*Supplied passage*.
# bias-variance tradeoff

- https://en.wikipedia.org/wiki/Bias%E2%80%93variance_tradeoff
- https://stats.stackexchange.com/questions/129478/when-is-the-bootstrap-estimate-of-bias-valid
- https://johanndejong.wordpress.com/2016/12/18/bias-variance-decomposition/

so:
- we sample some datapoints from a population
- we fit parameters to these sampled datapoints
- then we create predictions, using these parameters, for each input $x_n$
- we're going to fix the input data points $\mathcal{X} = \{x_1, x_2, \dots, x_N \}$, otherwise how can we average across datasets?

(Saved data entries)
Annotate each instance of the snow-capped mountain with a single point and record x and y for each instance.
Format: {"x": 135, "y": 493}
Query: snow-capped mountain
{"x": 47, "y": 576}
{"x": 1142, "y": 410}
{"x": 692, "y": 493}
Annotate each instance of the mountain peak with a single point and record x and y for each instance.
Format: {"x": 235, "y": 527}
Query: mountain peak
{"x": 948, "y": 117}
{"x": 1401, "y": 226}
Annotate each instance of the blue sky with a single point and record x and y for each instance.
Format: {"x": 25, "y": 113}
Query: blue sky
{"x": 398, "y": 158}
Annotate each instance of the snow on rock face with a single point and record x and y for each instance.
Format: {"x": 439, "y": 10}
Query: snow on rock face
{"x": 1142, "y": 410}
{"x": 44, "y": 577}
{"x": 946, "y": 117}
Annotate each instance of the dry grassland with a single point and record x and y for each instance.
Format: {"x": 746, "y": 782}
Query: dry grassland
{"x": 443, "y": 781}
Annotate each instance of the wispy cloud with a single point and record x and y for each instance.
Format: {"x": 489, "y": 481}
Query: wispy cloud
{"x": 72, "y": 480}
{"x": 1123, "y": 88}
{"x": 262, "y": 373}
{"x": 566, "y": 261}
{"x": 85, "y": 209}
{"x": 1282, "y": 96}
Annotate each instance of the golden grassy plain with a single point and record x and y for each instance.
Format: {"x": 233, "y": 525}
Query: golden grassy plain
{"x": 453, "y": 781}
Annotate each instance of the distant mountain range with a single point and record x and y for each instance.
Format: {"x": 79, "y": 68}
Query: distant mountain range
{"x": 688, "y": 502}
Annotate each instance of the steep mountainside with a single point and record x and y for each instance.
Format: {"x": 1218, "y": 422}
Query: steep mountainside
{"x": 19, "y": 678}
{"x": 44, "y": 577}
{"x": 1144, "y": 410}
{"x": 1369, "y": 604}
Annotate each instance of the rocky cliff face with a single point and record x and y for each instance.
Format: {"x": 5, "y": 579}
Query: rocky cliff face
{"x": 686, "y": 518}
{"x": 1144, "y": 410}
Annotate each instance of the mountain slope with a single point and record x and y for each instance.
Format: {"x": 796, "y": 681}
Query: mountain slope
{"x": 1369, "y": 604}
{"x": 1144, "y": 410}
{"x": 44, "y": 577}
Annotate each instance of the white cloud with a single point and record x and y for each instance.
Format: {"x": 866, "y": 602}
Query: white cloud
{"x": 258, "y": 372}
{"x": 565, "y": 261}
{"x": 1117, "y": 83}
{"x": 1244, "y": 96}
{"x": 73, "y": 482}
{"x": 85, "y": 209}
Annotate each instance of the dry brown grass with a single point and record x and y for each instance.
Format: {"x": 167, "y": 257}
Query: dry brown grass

*What to do*.
A – Reproduce the bias-variance notes from "- https://en.wikipedia.org/wiki/Bias%E2%80%93variance_tradeoff" up to and including "average across datasets?", substituting "observations" for "datapoints".
B – In the bias-variance notes, what are the parameters fitted to the sampled datapoints then used for?

*Worked answers*.
A –
- https://en.wikipedia.org/wiki/Bias%E2%80%93variance_tradeoff
- https://stats.stackexchange.com/questions/129478/when-is-the-bootstrap-estimate-of-bias-valid
- https://johanndejong.wordpress.com/2016/12/18/bias-variance-decomposition/

so:
- we sample some observations from a population
- we fit parameters to these sampled observations
- then we create predictions, using these parameters, for each input $x_n$
- we're going to fix the input data points $\mathcal{X} = \{x_1, x_2, \dots, x_N \}$, otherwise how can we average across datasets?

B – They are used to create predictions for each input $x_n$.